Currently, There Are Five Mainstream Lenders Catering To The Help To Buy Remortgage Market:

  1. Barclays
  2. Halifax
  3. Lloyds
  4. Leeds Building Society
  5. Nationwide

Brokers have access to various lenders, each of which uses a varied set of criteria to determine the amount that can be borrowed based on the equity and what’s repayable on the government loan, if any is. It is possible to retain the Help to Buy equity loan and remortgage at a better rate—just not the best rate, as it turns out.

What are the repayment options?

You can keep the loan in place and remortgage what’s left. If you plan on repaying the loan amount from the Help to Buy scheme, you can either repay the whole amount borrowed – 20% of the property price when you bought the home – or you can use staircasing to repay 10% of the amount borrowed. The remaining 10% will accrue interest at the current monthly rate of 1.75%.

The catch

The trap consumers are finding with the remortgage situation is that the limited mainstream lenders have no or low-cost fees associated with remortgaging, such as the Leeds Building Society, which currently offers a no-fee option. Brokers have more options and access to better rates, but the high admin fees make it a distant dream.

■ Set exercise a
According to the excerpt on Help to Buy remortgages, which lender currently offers a no-fee option?

■ Source material
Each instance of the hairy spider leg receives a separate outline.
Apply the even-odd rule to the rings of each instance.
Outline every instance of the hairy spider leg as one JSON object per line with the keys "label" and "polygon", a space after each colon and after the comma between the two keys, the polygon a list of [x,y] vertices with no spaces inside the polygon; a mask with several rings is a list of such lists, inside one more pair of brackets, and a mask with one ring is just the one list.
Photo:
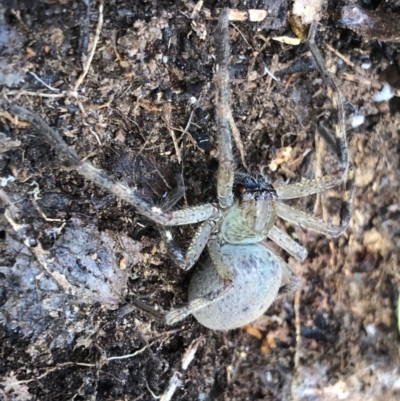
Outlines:
{"label": "hairy spider leg", "polygon": [[209,218],[217,218],[219,210],[212,204],[187,207],[181,210],[163,211],[161,207],[144,200],[135,188],[118,182],[104,171],[97,169],[92,163],[82,161],[74,149],[69,147],[61,136],[52,129],[43,119],[24,107],[12,104],[5,108],[23,120],[29,121],[36,132],[45,141],[56,149],[64,161],[69,162],[72,167],[89,181],[94,182],[100,188],[107,190],[118,198],[135,206],[138,213],[153,220],[154,222],[168,226],[180,226],[205,221]]}
{"label": "hairy spider leg", "polygon": [[233,181],[235,162],[232,152],[232,137],[229,126],[229,14],[228,9],[221,10],[217,28],[217,72],[215,85],[217,89],[217,142],[218,142],[218,174],[217,194],[221,208],[233,204]]}

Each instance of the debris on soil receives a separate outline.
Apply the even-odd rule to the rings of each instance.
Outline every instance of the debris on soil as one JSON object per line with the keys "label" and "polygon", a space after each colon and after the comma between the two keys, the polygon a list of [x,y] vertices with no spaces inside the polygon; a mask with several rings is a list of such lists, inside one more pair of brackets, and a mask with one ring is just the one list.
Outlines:
{"label": "debris on soil", "polygon": [[[99,2],[6,2],[0,94],[155,204],[177,173],[182,205],[213,202],[218,10],[265,10],[262,21],[229,29],[231,108],[244,148],[236,160],[272,182],[312,179],[316,126],[329,125],[332,109],[307,47],[271,40],[293,36],[289,3],[104,2],[87,64]],[[394,0],[354,3],[324,2],[317,35],[346,118],[364,117],[348,124],[350,227],[329,239],[282,225],[309,251],[303,263],[281,253],[301,290],[295,305],[293,297],[275,302],[251,329],[212,332],[191,318],[166,327],[131,308],[132,298],[160,313],[185,304],[191,273],[171,262],[150,221],[63,166],[31,127],[2,111],[0,398],[147,401],[166,394],[179,372],[174,400],[399,399],[400,102],[373,97],[386,82],[397,88],[399,47],[387,40],[398,36],[400,9]],[[373,24],[339,26],[354,7]],[[85,66],[76,97],[67,96]],[[322,173],[334,168],[322,161]],[[313,212],[314,199],[296,206]],[[174,234],[185,245],[192,228]]]}

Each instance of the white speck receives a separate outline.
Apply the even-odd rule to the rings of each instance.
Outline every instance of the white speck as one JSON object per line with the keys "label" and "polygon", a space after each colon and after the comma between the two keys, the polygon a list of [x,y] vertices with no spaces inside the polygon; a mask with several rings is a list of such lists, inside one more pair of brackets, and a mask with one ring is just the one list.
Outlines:
{"label": "white speck", "polygon": [[351,126],[353,128],[357,128],[360,125],[364,124],[364,121],[365,121],[365,117],[364,116],[362,116],[360,114],[356,114],[351,119]]}
{"label": "white speck", "polygon": [[361,68],[364,69],[364,70],[369,70],[369,69],[371,68],[371,65],[372,65],[372,63],[371,63],[370,60],[364,61],[364,62],[361,64]]}
{"label": "white speck", "polygon": [[383,85],[383,88],[380,92],[378,92],[374,96],[374,101],[375,102],[384,102],[386,100],[390,100],[394,96],[392,88],[390,87],[389,84]]}
{"label": "white speck", "polygon": [[9,182],[15,181],[15,178],[12,175],[8,177],[0,177],[0,187],[5,187]]}

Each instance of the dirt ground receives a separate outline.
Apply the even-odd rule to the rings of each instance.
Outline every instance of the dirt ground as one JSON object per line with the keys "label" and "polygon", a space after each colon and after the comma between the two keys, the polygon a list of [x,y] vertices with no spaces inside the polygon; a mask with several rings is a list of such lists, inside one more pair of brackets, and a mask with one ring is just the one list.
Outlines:
{"label": "dirt ground", "polygon": [[[40,115],[82,158],[155,204],[177,173],[181,206],[215,201],[214,32],[227,6],[268,10],[261,22],[230,24],[238,166],[273,182],[334,169],[315,129],[334,114],[308,47],[271,39],[293,36],[291,2],[204,1],[198,12],[183,0],[105,2],[73,96],[100,17],[99,3],[87,3],[0,6],[2,98]],[[400,98],[374,98],[387,83],[400,89],[400,48],[395,34],[344,27],[341,13],[355,3],[329,0],[317,35],[346,100],[357,174],[350,226],[329,239],[279,223],[309,251],[300,263],[276,248],[300,289],[245,328],[213,332],[193,317],[166,326],[133,308],[134,299],[164,311],[183,305],[190,272],[171,262],[151,221],[1,112],[0,398],[166,400],[174,378],[173,400],[400,399]],[[359,3],[383,20],[400,17],[396,0]],[[335,197],[297,206],[326,217]],[[184,245],[192,231],[174,232]]]}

■ Set exercise b
In the entries, begin at the line that has "Each instance of the dirt", continue to the last line of the entries, and write those lines out again, both ends included and nothing else. Keep the requests unchanged, but multiply every coordinate in the outlines by 0.7, rounding to whole numbers with halves going up.

■ Written reply a
Leeds Building Society

■ Written reply b
Each instance of the dirt ground receives a separate outline.
Apply the even-odd rule to the rings of each instance.
Outline every instance of the dirt ground as one JSON object per line with the keys "label" and "polygon", a space after each colon and after the comma between the two keys, the polygon a list of [x,y] vertices with no spaces inside the polygon; a mask with several rings is a list of such lists, inside one more pair of brackets, and a mask with one ring is just the one list.
Outlines:
{"label": "dirt ground", "polygon": [[[28,81],[57,111],[109,143],[124,121],[127,144],[151,141],[150,22],[159,4],[188,7],[183,15],[161,17],[167,116],[191,127],[234,118],[221,90],[234,80],[216,33],[190,27],[205,25],[204,1],[143,1],[139,8],[128,0],[74,1],[51,67],[70,12],[69,2],[61,2],[0,4],[1,69]],[[280,69],[262,69],[271,58],[280,62],[280,34],[277,24],[241,19],[239,9],[249,2],[230,0],[222,25],[242,70],[250,122],[245,158],[230,167],[195,156],[216,176],[210,184],[193,174],[210,202],[172,230],[149,232],[135,222],[116,228],[93,216],[94,209],[115,218],[128,214],[133,190],[120,183],[106,155],[1,78],[0,279],[116,280],[122,265],[121,280],[280,279]],[[251,2],[268,14],[280,12],[277,0]],[[235,138],[208,144],[228,152]],[[129,172],[134,162],[122,162]]]}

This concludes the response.